Source:
• • • • •
Thanks Jun for the detailed feedback.

Yes, for #1, I mean the live replicas from the ISR.

Actually, I believe for all of the 4 new leader election strategies
(offline, reassign, preferred replica and controlled shutdown), we need to
make corresponding changes. Will document the details in the KIP.

On Wed, Jan 24, 2018 at 3:59 PM, Jun Rao <j...@confluent.io> wrote:

> Hi, Litao,
>
> Thanks for the KIP. Good proposal. A few comments below.
>
> 1. The KIP says "select the live replica with the largest LEO".  I guess
> what you meant is selecting the live replicas in ISR with the largest LEO?
>
> 2. I agree that we can probably just reuse the current min.isr
> configuration, but with a slightly different semantics. Currently, if
> min.isr is set, a user expects the record to be in at least min.isr
> replicas on successful ack. This KIP guarantees this too. Most people are
> probably surprised that currently the ack is only sent back after all
> replicas in ISR receive the record. This KIP will change the ack to only
> wait on min.isr replicas, which matches the user's expectation and gives
> better latency. Currently, we guarantee no data loss if there are fewer
> than replication factor failures. The KIP changes that to fewer than
> min.isr failures. The latter probably matches the user expectation.
>
> 3. I agree that the new leader election process is a bit more complicated.
> The controller now needs to contact all replicas in ISR to determine who
> has the longest log. However, this happens infrequently. So, it's probably
> worth doing for the better latency in #2.
>
> 4. We have to think through the preferred leader election process.
> Currently, the first assigned replica is preferred for load balancing.
> There is a process to automatically move the leader to the preferred
> replica when it's in sync. The issue is that the preferred replica may no
> be the replica with the longest log. Naively switching to the preferred
> replica may cause data loss when there are actually fewer failures than
> configured min.isr. One way to address this issue is to do the following
> steps during preferred leader election: (a) controller sends an RPC request
> to the current leader; (b) the current leader stops taking new writes
> (sending a new error code to the clients) and returns its LEO (call it L)
> to the controller; (c) the controller issues an RPC request to the
> preferred replica and waits its LEO to reach L; (d) the controller changes
> the leader to the preferred replica.
>
> Jun
>
> On Wed, Jan 24, 2018 at 2:51 PM, Litao Deng <litao.d...@airbnb.com.invalid
> >
> wrote:
>
> > Sorry folks, just realized I didn't use the correct thread format for the
> > discussion. I started this new one and copied all of the responses from
> the
> > old one.
> >
> > @Dong
> > It makes sense to just use the min.insync.replicas instead of
> introducing a
> > new config, and we must make this change together with the LEO-based new
> > leader election.
> >
> > @Xi
> > I thought about embedding the LEO information to the ControllerContext,
> > didn't find a way. Using RPC will make the leader election period longer
> > and this should happen in very rare cases (broker failure, controlled
> > shutdown, preferred leader election and partition reassignment).
• • • • •
Problem 1: From the records below, copy everything from the line containing "the concrete block" down to the line containing "column 21, row 204", unchanged.

[Excerpts from location labeling data]
• • • • •
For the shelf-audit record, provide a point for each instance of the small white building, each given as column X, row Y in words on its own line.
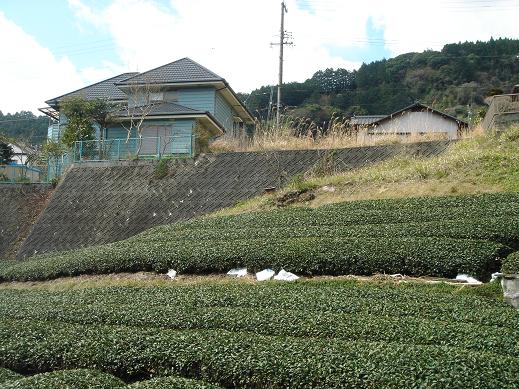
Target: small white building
column 418, row 119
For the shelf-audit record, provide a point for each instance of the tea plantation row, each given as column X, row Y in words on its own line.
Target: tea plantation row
column 347, row 298
column 88, row 378
column 292, row 322
column 308, row 334
column 426, row 236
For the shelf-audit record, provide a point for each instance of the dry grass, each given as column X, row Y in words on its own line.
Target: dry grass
column 478, row 163
column 303, row 134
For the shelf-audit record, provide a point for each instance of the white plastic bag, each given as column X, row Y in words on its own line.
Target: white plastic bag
column 240, row 272
column 285, row 276
column 265, row 275
column 468, row 279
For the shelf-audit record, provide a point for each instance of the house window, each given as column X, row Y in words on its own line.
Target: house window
column 156, row 96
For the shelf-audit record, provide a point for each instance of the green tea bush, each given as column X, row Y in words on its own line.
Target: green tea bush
column 250, row 360
column 173, row 383
column 440, row 236
column 78, row 378
column 511, row 264
column 306, row 256
column 8, row 375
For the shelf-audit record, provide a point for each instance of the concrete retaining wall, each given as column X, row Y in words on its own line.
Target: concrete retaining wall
column 20, row 206
column 100, row 204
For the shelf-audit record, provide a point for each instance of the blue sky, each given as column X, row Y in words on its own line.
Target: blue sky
column 54, row 46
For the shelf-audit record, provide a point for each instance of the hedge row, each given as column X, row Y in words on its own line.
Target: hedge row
column 511, row 264
column 504, row 230
column 266, row 321
column 173, row 383
column 370, row 212
column 249, row 360
column 8, row 375
column 76, row 378
column 318, row 298
column 305, row 256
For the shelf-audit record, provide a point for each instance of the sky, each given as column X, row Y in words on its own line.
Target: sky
column 52, row 47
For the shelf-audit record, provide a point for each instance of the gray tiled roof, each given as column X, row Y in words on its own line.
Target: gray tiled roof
column 105, row 89
column 366, row 120
column 163, row 108
column 183, row 70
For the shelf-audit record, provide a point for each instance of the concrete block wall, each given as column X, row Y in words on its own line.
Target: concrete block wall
column 99, row 204
column 21, row 204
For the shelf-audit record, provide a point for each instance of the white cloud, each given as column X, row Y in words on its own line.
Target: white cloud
column 28, row 71
column 232, row 37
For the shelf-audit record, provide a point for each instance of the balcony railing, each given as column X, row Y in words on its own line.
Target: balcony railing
column 133, row 148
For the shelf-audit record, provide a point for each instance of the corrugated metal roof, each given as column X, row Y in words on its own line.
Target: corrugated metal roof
column 365, row 120
column 105, row 89
column 182, row 70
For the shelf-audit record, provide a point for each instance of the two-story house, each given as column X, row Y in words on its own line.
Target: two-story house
column 164, row 107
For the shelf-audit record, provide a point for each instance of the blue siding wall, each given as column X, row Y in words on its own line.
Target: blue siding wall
column 223, row 112
column 201, row 99
column 182, row 136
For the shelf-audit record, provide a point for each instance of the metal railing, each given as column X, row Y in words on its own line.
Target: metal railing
column 133, row 148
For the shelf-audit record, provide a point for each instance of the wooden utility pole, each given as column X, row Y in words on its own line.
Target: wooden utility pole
column 281, row 44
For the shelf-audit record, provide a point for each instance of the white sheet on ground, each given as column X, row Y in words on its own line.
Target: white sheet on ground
column 468, row 279
column 265, row 275
column 239, row 272
column 285, row 276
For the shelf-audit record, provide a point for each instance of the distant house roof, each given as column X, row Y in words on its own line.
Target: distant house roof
column 105, row 89
column 365, row 120
column 419, row 107
column 184, row 70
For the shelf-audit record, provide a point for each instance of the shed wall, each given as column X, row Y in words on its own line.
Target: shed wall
column 416, row 123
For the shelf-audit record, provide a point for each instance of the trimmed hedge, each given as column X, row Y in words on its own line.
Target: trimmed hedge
column 173, row 383
column 305, row 256
column 245, row 360
column 77, row 378
column 349, row 298
column 8, row 375
column 511, row 264
column 440, row 236
column 502, row 230
column 329, row 334
column 184, row 315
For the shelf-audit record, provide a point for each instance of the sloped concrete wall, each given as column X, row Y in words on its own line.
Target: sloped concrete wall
column 100, row 204
column 20, row 205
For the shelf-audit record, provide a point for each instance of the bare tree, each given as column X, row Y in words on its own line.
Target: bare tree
column 142, row 99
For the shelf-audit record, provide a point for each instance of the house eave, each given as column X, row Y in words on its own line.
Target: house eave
column 205, row 116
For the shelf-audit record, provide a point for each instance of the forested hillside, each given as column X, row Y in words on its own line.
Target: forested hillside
column 455, row 79
column 24, row 126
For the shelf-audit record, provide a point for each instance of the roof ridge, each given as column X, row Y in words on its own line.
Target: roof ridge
column 158, row 68
column 91, row 85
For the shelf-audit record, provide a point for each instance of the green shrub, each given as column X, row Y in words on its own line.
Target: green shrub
column 8, row 375
column 173, row 383
column 421, row 236
column 250, row 360
column 305, row 256
column 78, row 378
column 511, row 264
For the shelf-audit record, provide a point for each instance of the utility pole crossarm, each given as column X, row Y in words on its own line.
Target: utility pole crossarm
column 281, row 44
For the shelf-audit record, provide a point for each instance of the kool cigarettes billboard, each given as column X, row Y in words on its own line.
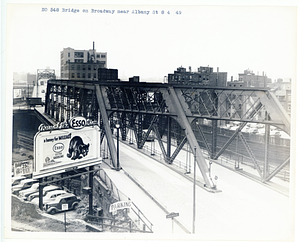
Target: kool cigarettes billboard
column 58, row 150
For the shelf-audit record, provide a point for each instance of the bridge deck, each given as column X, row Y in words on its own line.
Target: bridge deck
column 243, row 210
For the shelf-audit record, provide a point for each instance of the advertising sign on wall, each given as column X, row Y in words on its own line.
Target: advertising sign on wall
column 23, row 167
column 64, row 149
column 119, row 205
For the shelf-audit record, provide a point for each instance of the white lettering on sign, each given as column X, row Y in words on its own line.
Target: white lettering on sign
column 77, row 122
column 64, row 207
column 119, row 205
column 58, row 147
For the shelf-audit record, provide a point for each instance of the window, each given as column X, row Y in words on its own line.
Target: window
column 78, row 54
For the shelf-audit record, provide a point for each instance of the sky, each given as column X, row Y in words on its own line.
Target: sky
column 233, row 38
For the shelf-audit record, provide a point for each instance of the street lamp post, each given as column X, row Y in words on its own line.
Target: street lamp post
column 118, row 162
column 194, row 193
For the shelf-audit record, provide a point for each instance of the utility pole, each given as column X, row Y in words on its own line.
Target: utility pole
column 194, row 193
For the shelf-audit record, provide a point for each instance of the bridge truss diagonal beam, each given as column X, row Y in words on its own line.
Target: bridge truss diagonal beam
column 106, row 125
column 172, row 100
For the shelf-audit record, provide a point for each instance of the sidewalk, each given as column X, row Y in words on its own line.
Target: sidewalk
column 243, row 210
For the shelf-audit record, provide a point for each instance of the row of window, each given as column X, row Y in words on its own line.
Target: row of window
column 83, row 75
column 80, row 55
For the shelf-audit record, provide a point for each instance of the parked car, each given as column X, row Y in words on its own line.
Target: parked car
column 57, row 205
column 16, row 180
column 26, row 192
column 49, row 197
column 45, row 191
column 24, row 184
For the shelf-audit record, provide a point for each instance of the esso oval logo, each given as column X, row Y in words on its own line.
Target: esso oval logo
column 77, row 122
column 59, row 147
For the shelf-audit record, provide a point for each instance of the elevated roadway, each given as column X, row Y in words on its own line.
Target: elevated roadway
column 244, row 210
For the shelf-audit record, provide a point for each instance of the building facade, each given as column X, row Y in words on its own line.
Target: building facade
column 252, row 80
column 81, row 64
column 203, row 77
column 282, row 90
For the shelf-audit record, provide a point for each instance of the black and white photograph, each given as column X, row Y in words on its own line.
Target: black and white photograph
column 149, row 120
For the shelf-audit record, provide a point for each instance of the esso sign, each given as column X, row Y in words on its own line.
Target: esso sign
column 77, row 122
column 59, row 147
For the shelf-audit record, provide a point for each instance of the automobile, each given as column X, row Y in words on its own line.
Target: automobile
column 24, row 184
column 45, row 191
column 49, row 197
column 16, row 180
column 69, row 200
column 26, row 192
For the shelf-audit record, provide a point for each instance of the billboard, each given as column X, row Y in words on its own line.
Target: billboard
column 22, row 168
column 59, row 150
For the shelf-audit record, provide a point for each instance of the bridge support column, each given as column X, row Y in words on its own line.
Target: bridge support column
column 214, row 138
column 109, row 138
column 169, row 141
column 266, row 163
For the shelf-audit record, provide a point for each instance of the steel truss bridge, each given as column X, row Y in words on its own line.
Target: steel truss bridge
column 175, row 112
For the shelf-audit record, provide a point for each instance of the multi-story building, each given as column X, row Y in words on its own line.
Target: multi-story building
column 252, row 80
column 282, row 90
column 204, row 77
column 82, row 64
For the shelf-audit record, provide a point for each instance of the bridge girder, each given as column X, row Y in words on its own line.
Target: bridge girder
column 136, row 103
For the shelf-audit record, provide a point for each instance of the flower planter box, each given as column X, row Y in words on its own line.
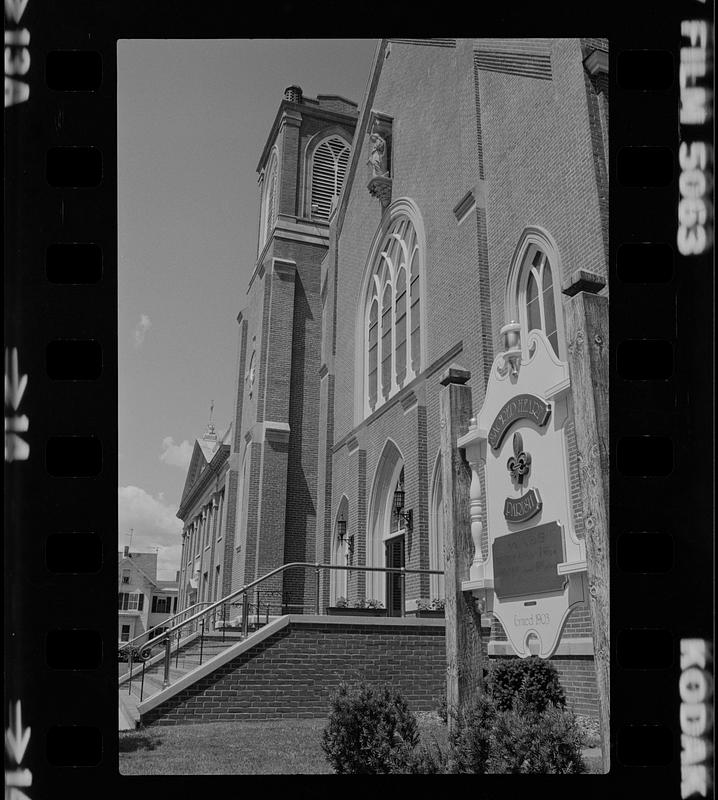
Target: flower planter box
column 339, row 611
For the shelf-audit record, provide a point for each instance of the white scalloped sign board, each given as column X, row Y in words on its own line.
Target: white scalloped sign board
column 533, row 573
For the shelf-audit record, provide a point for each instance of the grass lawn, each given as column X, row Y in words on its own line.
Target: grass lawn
column 270, row 747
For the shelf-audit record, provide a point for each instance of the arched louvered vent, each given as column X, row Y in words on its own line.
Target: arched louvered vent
column 329, row 167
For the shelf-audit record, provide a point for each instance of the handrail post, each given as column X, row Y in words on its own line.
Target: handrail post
column 166, row 680
column 201, row 642
column 403, row 592
column 318, row 574
column 245, row 614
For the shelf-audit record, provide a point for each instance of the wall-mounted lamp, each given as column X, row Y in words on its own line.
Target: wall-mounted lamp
column 407, row 516
column 511, row 341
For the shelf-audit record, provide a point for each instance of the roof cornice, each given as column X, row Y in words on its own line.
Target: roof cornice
column 212, row 469
column 360, row 130
column 290, row 110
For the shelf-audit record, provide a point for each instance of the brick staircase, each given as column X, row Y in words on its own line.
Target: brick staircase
column 192, row 654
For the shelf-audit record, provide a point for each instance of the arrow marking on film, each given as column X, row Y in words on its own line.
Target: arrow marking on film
column 14, row 9
column 16, row 740
column 14, row 384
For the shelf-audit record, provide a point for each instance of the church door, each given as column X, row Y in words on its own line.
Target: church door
column 394, row 592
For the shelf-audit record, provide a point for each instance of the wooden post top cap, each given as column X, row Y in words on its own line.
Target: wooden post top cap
column 454, row 374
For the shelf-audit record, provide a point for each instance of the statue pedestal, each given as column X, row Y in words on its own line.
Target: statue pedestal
column 380, row 186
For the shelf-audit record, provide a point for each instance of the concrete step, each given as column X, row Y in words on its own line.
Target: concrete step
column 189, row 659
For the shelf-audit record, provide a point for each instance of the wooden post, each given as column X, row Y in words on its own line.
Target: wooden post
column 464, row 671
column 587, row 336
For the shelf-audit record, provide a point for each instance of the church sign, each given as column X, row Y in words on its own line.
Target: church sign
column 522, row 508
column 525, row 563
column 522, row 406
column 529, row 564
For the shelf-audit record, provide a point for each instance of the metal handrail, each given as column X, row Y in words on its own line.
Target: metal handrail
column 167, row 635
column 156, row 639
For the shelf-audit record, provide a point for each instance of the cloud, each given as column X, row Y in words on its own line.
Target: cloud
column 154, row 525
column 176, row 455
column 141, row 329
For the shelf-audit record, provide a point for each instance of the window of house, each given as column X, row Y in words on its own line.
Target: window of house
column 393, row 314
column 329, row 166
column 161, row 605
column 131, row 601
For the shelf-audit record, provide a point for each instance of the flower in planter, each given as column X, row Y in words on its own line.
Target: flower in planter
column 362, row 603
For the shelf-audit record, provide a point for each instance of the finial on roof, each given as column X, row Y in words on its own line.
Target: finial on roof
column 210, row 434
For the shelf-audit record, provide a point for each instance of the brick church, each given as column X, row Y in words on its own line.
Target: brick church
column 397, row 237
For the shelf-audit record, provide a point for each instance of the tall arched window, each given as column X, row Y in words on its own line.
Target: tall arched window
column 340, row 555
column 540, row 305
column 392, row 330
column 269, row 207
column 436, row 533
column 328, row 170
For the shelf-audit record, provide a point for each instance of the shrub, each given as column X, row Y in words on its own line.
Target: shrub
column 470, row 741
column 532, row 681
column 420, row 760
column 526, row 741
column 369, row 729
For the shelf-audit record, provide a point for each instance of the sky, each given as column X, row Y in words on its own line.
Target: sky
column 192, row 120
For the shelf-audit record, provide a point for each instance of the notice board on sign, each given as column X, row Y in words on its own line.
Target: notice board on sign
column 525, row 562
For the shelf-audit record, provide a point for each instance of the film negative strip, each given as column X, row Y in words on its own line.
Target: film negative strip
column 62, row 446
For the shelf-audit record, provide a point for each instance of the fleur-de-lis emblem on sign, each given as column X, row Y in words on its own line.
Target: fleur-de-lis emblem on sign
column 520, row 462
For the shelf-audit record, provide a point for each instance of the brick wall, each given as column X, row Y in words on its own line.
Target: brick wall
column 294, row 672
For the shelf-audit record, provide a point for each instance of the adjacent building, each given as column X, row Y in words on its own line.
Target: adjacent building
column 144, row 601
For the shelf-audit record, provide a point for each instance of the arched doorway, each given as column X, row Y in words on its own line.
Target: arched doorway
• • • • •
Problem 2: According to the thread, which four leader election strategies need corresponding changes?

Task response 1:
For the shelf-audit record, provide a point for each instance of the concrete block wall, each given as column X, row Y in words on its own line.
Target: concrete block wall
column 99, row 204
column 21, row 204

Task response 2: Offline, reassign, preferred replica and controlled shutdown.